» What the task requires
The records below need to be restated word for word.

» Referring expression pointing data

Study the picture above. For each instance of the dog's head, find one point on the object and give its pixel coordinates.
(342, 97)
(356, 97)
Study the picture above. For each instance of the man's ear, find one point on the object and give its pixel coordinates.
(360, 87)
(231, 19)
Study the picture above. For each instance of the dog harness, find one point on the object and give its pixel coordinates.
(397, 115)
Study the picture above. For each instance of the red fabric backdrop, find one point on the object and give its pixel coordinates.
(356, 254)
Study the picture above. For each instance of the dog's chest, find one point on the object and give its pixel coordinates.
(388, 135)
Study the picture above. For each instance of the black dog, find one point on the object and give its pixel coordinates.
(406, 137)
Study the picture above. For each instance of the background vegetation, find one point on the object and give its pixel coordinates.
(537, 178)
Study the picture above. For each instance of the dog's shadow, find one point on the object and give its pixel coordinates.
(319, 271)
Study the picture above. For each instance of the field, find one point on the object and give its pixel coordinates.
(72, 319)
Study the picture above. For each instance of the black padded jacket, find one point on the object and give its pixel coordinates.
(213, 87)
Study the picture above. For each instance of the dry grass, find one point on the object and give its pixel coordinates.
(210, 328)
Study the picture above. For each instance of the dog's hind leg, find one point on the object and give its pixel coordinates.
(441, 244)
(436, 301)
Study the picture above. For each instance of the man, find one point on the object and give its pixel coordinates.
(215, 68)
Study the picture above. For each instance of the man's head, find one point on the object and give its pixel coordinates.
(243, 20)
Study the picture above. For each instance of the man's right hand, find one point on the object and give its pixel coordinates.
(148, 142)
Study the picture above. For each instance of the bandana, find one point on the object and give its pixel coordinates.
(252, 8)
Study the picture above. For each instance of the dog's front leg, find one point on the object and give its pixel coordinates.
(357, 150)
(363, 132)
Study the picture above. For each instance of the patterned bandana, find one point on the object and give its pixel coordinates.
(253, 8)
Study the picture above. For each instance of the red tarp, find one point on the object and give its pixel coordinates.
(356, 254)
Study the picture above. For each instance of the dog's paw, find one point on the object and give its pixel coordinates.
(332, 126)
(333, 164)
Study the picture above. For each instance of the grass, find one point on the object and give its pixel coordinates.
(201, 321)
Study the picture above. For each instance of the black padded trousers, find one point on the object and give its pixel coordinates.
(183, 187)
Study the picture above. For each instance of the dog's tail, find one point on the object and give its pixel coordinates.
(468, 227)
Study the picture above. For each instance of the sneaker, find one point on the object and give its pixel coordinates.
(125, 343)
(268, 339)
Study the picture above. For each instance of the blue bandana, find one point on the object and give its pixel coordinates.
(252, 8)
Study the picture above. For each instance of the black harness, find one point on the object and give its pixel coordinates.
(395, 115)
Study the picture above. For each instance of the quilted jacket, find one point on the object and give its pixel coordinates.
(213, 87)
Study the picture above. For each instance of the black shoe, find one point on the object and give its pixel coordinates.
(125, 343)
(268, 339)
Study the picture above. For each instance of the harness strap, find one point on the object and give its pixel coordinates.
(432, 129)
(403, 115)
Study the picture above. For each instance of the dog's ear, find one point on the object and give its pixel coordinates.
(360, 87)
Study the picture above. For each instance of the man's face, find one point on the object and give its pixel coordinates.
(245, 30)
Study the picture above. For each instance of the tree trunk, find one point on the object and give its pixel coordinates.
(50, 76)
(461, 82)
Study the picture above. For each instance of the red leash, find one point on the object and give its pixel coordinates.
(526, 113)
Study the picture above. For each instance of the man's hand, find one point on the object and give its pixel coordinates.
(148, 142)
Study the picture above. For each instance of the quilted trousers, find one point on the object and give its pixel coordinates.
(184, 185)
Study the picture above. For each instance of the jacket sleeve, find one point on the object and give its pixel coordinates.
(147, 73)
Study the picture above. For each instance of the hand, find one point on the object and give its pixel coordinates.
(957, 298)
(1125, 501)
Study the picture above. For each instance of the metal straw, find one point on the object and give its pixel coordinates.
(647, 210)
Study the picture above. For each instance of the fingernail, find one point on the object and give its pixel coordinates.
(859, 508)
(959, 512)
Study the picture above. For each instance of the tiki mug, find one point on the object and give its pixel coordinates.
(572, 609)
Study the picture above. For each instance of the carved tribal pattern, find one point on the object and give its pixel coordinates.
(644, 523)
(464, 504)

» Reply
Study the picture above. For each instance of the dog's head, find one point on the object and give its pixel coordinates.
(342, 97)
(356, 97)
Study the picture above. For each instance of the man's ear, find one point on the object and give its pixel coordinates.
(360, 87)
(231, 19)
Study the picture above. For each instance of the dog harness, find one point on the object and give its pixel coordinates.
(397, 115)
Study the picture above. For each instance of the red fabric backdrop, find one point on the object and give its pixel coordinates.
(356, 254)
Study the picture above. For each instance of the dog's chest, find one point on the object and give its pixel coordinates.
(388, 135)
Study the picture above. For each instance of the black dog, find one point on the object and give its pixel coordinates.
(406, 137)
Study the picture above. For each instance of the background vegetation, find one point on the object and give its pixel coordinates.
(537, 178)
Study the picture above. For each instance of the dog's shadow, find one point on the object and give its pixel coordinates.
(319, 271)
Study the picture above. For each instance of the field, find one point on the object and give its pixel coordinates.
(72, 319)
Study the picture above. For each instance of the black padded jacket, find one point on the object and give its pixel coordinates.
(213, 87)
Study the picture above. For each instance of the dry grass, find one point on the object and give its pixel coordinates.
(210, 328)
Study the picture above. For each instance of the dog's hind leg, find one point on the object and give its pixel coordinates.
(441, 244)
(436, 301)
Study the picture above. For each instance of the man, find one point on the object and give its pixel coordinates.
(215, 68)
Study the picture above. For each instance of the man's head, find one point on the object and give its pixel coordinates.
(243, 20)
Study the picture above. For each instance of the man's right hand, find one point on the object and give its pixel coordinates.
(148, 142)
Study the picture above. For each instance of the bandana, find one point on the object and give its pixel coordinates.
(252, 8)
Study the picture above. For each instance of the dog's front leg, find one point on the object and give its pixel coordinates.
(357, 150)
(363, 132)
Study the picture above. For each instance of the patterned bandana, find one point on the object and give its pixel coordinates.
(253, 8)
Study the picture above. For each instance of the red tarp, find one point on the object and give its pixel coordinates.
(356, 254)
Study the picture above. For each instance of the dog's paw, find one point on the object and give its pixel coordinates.
(332, 126)
(333, 164)
Study the picture above. For each instance of the grass, find one point on the object and give its pixel coordinates.
(201, 321)
Study the picture above. For each instance of the black padded trousers, find one point on the object and give its pixel coordinates.
(183, 187)
Study the picture above. For each instance of the dog's tail, find one point on the object and give its pixel coordinates.
(468, 227)
Study the picture above. For each instance of the sneaker, find one point on the object and give its pixel coordinates.
(125, 343)
(268, 339)
Study the picture above. For each instance of the blue bandana, find one point on the object and give its pixel coordinates.
(252, 8)
Study the picture above. For each instance of the black harness, find one point on the object and give its pixel coordinates.
(395, 115)
Study the picture above. For each instance of the quilted jacket, find one point on the object and give its pixel coordinates.
(213, 87)
Study the picture above. For each instance of the black shoe, find one point on the object and give its pixel coordinates.
(125, 343)
(268, 339)
Study the picture above. For each instance of the harness strap, find one point on the object and give its pixel coordinates.
(432, 129)
(403, 115)
Study the picture above. For each instance of the dog's ear, find one point on the object and give its pixel coordinates.
(360, 87)
Study the picture above. For each instance of the man's face, find one point on the object and give its pixel coordinates.
(245, 30)
Study the picture above. For each instance of the tree trunk, find one point on the object and give its pixel coordinates.
(50, 76)
(461, 82)
Study the picture above. For each instance of the red leash, find one point on the object and give its pixel coordinates.
(526, 113)
Study the picture above. For each instance of the man's hand, find one point on the object and give its pixel coordinates.
(148, 142)
Study the picture above. For each instance of the quilted trousers, find one point on the object and give its pixel coordinates.
(184, 185)
Study the picture above. For each instance of the jacket sleeve, find one point on the object and give its pixel coordinates.
(147, 73)
Study the picture above. For each instance of the hand, find one point on the object and give its pixel coordinates.
(957, 298)
(1125, 501)
Study the picture above. For each instance of the metal straw, find one point on the object and give its pixel coordinates.
(647, 210)
Study the picture above. For each instance of the fingernail, find one point on the object and give its pixel coordinates.
(859, 508)
(959, 512)
Study the picture above. For each instance of the tiki mug, find one point on the object and give its pixel coordinates.
(572, 609)
Study the picture above. For each instance of the carved tribal pattern, find one point on the object and give its pixel coordinates.
(644, 523)
(464, 504)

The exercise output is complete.